◆ **TRY IT**
When you copy the records, keep every word exact and leave the pictures out.

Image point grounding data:
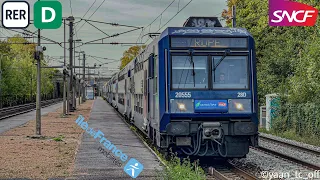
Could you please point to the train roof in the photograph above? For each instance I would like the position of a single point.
(205, 31)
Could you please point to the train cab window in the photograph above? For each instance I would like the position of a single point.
(231, 73)
(189, 73)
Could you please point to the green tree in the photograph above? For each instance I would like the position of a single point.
(130, 54)
(19, 70)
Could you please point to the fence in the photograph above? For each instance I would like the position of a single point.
(14, 100)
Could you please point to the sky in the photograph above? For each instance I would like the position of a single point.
(138, 13)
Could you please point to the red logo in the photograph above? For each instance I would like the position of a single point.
(289, 13)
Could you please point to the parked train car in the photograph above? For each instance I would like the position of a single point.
(193, 89)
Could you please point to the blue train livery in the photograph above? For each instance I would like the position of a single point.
(193, 89)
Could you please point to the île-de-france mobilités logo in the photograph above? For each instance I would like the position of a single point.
(47, 14)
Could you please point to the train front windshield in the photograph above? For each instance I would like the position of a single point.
(196, 72)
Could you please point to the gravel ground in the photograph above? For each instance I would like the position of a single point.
(24, 157)
(265, 166)
(292, 141)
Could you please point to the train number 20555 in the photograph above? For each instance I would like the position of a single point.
(183, 94)
(242, 94)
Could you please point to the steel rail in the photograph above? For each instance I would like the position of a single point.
(284, 156)
(228, 172)
(299, 147)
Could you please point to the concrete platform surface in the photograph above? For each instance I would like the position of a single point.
(93, 164)
(15, 121)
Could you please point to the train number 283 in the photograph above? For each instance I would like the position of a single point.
(242, 94)
(183, 94)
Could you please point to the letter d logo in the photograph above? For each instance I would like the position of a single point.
(47, 14)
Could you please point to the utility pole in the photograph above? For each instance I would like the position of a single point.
(71, 88)
(64, 76)
(38, 103)
(1, 81)
(83, 77)
(234, 16)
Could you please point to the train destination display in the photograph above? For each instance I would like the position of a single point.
(209, 42)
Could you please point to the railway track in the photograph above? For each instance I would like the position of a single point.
(21, 109)
(287, 157)
(228, 171)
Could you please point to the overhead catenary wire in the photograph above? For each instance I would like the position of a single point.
(92, 14)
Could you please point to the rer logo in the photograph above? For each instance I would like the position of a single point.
(15, 14)
(47, 14)
(289, 13)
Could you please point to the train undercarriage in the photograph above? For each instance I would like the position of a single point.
(226, 139)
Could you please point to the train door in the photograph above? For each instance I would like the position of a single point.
(151, 89)
(125, 96)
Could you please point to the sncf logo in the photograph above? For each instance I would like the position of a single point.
(289, 13)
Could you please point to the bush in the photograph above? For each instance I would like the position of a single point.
(182, 170)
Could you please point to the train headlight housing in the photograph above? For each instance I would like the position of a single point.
(240, 106)
(181, 106)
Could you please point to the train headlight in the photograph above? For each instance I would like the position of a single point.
(240, 106)
(181, 106)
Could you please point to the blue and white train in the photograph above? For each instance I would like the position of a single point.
(193, 89)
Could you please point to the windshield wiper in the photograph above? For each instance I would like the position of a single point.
(226, 52)
(193, 71)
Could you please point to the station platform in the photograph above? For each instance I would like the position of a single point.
(92, 164)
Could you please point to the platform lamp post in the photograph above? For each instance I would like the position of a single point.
(71, 92)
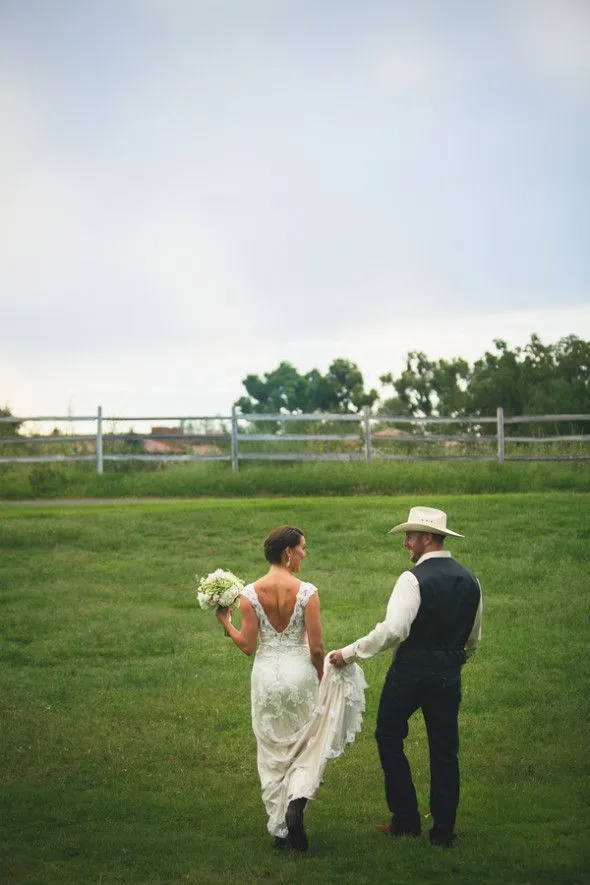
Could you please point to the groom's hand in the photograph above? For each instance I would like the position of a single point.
(337, 660)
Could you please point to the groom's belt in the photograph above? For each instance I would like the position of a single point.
(431, 658)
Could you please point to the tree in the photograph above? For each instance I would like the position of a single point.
(536, 379)
(8, 428)
(284, 390)
(428, 388)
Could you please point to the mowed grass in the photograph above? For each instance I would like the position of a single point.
(126, 749)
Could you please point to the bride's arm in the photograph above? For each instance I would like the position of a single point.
(313, 625)
(245, 638)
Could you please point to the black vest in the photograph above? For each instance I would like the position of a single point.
(449, 596)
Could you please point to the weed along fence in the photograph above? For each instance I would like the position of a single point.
(238, 438)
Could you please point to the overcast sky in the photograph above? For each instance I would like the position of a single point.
(194, 190)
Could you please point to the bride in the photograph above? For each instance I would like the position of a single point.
(300, 716)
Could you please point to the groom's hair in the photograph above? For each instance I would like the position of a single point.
(278, 541)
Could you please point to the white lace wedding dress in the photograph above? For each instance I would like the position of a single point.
(298, 724)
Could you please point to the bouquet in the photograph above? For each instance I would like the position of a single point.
(220, 589)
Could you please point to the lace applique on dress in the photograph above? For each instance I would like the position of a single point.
(297, 727)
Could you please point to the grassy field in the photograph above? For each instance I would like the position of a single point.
(213, 479)
(126, 749)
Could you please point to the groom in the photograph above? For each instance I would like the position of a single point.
(433, 624)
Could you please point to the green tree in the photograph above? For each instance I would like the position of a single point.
(284, 390)
(8, 428)
(429, 388)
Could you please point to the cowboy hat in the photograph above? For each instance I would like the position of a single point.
(425, 519)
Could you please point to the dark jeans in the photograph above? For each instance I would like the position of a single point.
(438, 695)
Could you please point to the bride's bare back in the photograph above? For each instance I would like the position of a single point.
(277, 595)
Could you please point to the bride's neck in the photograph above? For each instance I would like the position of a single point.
(279, 570)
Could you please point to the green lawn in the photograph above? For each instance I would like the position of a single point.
(126, 749)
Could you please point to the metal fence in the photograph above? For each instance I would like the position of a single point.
(237, 434)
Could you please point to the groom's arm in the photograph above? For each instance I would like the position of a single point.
(402, 608)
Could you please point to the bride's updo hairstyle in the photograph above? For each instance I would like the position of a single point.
(277, 542)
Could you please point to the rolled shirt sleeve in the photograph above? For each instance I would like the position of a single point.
(474, 637)
(402, 608)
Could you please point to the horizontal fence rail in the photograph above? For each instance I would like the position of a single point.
(239, 437)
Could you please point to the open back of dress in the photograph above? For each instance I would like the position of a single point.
(298, 724)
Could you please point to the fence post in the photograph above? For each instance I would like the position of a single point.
(367, 431)
(500, 431)
(234, 439)
(99, 461)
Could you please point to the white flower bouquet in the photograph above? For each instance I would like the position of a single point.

◆ **SOLUTION**
Could you please point to the train roof in the photograph above? For each instance I would like the position of a single point.
(205, 31)
Could you please point to the train cab window in the photograph above? For each instance I would like the position of a single point.
(231, 73)
(189, 73)
Could you please point to the green tree in the photograph above? For each instance I would like the position of a single point.
(130, 54)
(19, 70)
Could you please point to the fence in the photograph above? For each instance I would like the position of a single point.
(14, 100)
Could you please point to the sky in the photograph above? For each instance I would like the position of a single point.
(138, 13)
Could you please point to the red logo in the photograph above? For each instance I would like the position of a single point.
(289, 13)
Could you please point to the parked train car in the photograph above? For each instance I would like the position of a single point.
(193, 89)
Could you please point to the blue train livery in the photograph above? For each instance I would like the position of a single point.
(193, 89)
Could you please point to the île-de-france mobilités logo in the photograph above? For each instance I would like the position of a single point.
(47, 14)
Could you please point to the train front windshield in the photograph above? For each instance I would like the position of a single point.
(196, 72)
Could you please point to the gravel ground in the photograph above? For each instance I would like the position of a single point.
(24, 157)
(265, 166)
(292, 141)
Could you please point to the train number 20555 in the photograph above? For each instance I would like the position of a single point.
(183, 94)
(242, 94)
Could you please point to the steel rail in the photograph above? For each instance I would like the position of a single point.
(284, 156)
(228, 172)
(299, 147)
Could you please point to the concrete platform surface in the photograph above? For each instance I would like the position of a single point.
(93, 164)
(15, 121)
Could you please point to the train number 283 in the photograph above? For each instance I would like the position of a single point.
(242, 94)
(183, 94)
Could you please point to the letter d logo in the photograph above? For each instance I would like the position of a single point.
(47, 14)
Could you please point to the utility pole in the photograph above? For each instance I would like the position of a single point.
(71, 88)
(64, 76)
(38, 103)
(1, 81)
(83, 77)
(234, 16)
Could you please point to the train destination display in the photograph above? For each instance I would like the position of a single point.
(209, 42)
Could you please point to the railway track in the photograph above? For each instance I would like the position of a single point.
(21, 109)
(287, 157)
(228, 171)
Could you please point to the overhead catenary wire in the photograph above? For each instance I would like the position of a single point.
(92, 14)
Could you please point to the rer logo in the photograph above? For each instance I would like the position of a single point.
(15, 14)
(47, 14)
(289, 13)
Could you please point to the train undercarriage in the photograph above? For each instance I would like the position of a single point.
(226, 139)
Could you please point to the train door in the photograph above? For each instance I would like the position of a single point.
(151, 89)
(125, 96)
Could you please point to the sncf logo in the photograph above? For each instance I would like the position of a single point.
(289, 13)
Could you please point to the bush in the photograph above? For each instance I would like the position of a single point.
(182, 170)
Could you please point to the train headlight housing in the photograph above? For each instance I would like the position of a single point.
(240, 106)
(181, 106)
Could you please point to the train headlight in the photograph above? For each instance I would like the position of a single point.
(240, 106)
(181, 106)
Could you please point to the blue and white train in the photograph above? For each instance I would like the position of a single point.
(193, 89)
Could you please point to the windshield wiper in the photograph above? For each instance I would like the position of a single point.
(226, 52)
(193, 71)
Could you please point to the station platform in the photograph above? For each instance I would like the position of a single point.
(92, 164)
Could you please point to the platform lamp post in the photograph above? For each instance I would like the position of a single point.
(71, 92)
Could you please point to the groom's hand in the photograph above? For each instance I would like the position of a single point.
(337, 660)
Could you please point to the groom's belt in the photograph above? For each instance I would like the position of a single point.
(431, 658)
Could you please point to the tree in the photograph above? For each instance I would like the position of a single point.
(536, 379)
(8, 428)
(284, 390)
(428, 388)
Could you please point to the mowed grass in the photograph above? For each instance I would like the position of a single point.
(126, 749)
Could you please point to the bride's arm in the photograph above? For each instance I would like the position of a single point.
(313, 625)
(245, 638)
Could you please point to the black vest in the photograph above? For each instance I would like the position of a single point.
(449, 596)
Could you please point to the weed along fence in the photograph above? For each instance I would like the position of a single point.
(238, 438)
Could you please point to the overcast sky in the photograph above? For each instance I would like the position of a single point.
(194, 190)
Could you please point to the bride in the photograph above? For each instance I would like the position of a single point.
(300, 716)
Could you please point to the groom's hair in the photograph above? For each instance I would like the position of a single point.
(278, 541)
Could you please point to the white lace wedding dress in the photograph above? For each instance I would like the position of a single point.
(298, 724)
Could you please point to the bouquet in the photograph above? For each instance I would like the position of a single point.
(220, 589)
Could you please point to the lace applique on dress in the photograph above? For each instance I would like the position of a single point.
(297, 727)
Could you please point to the grassy field in the photograph above? For each instance I would like the position of a single point.
(213, 479)
(126, 749)
Could you please point to the groom in the photograph above? For each instance I would like the position of a single point.
(433, 624)
Could you please point to the green tree in the photograph above? For each instance I would like the position of a single point.
(284, 390)
(8, 428)
(429, 388)
Could you please point to the cowboy hat in the photograph above? For each instance I would like the position of a single point.
(425, 519)
Could you please point to the dark jeans in the photograph above? For each instance I would like the position of a single point.
(438, 695)
Could you please point to the bride's bare back in the photograph above? For each instance I would like the position of a single point.
(277, 595)
Could you please point to the bride's neck in the photograph above? For each instance I would like the position of a single point.
(279, 570)
Could you please point to the green lawn in the photograph above? For each instance I would like the position of a single point.
(126, 749)
Could you please point to the metal fence in the photograph above? For each instance I would like the position of a single point.
(237, 434)
Could you please point to the groom's arm in the photograph above? For each instance I would like the position of a single point.
(402, 608)
Could you please point to the bride's updo hairstyle in the photograph above? For each instance I would like the position of a single point.
(277, 542)
Could you please point to the rolled shirt sleeve in the photograph above? For each instance I would like the position of a single point.
(474, 637)
(402, 608)
Could you please point to the horizontal fence rail in the photograph above? For each instance I would like the position of a single point.
(239, 437)
Could you please point to the open back of dress in the photograph above? For each instance I would like the position of a single point.
(298, 724)
Could you please point to the fence post in the photograph above? For each instance I would like the position of a single point.
(367, 431)
(500, 431)
(234, 439)
(99, 461)
Could you please point to the white flower bouquet in the photograph above? For each instance I would like the position of a single point.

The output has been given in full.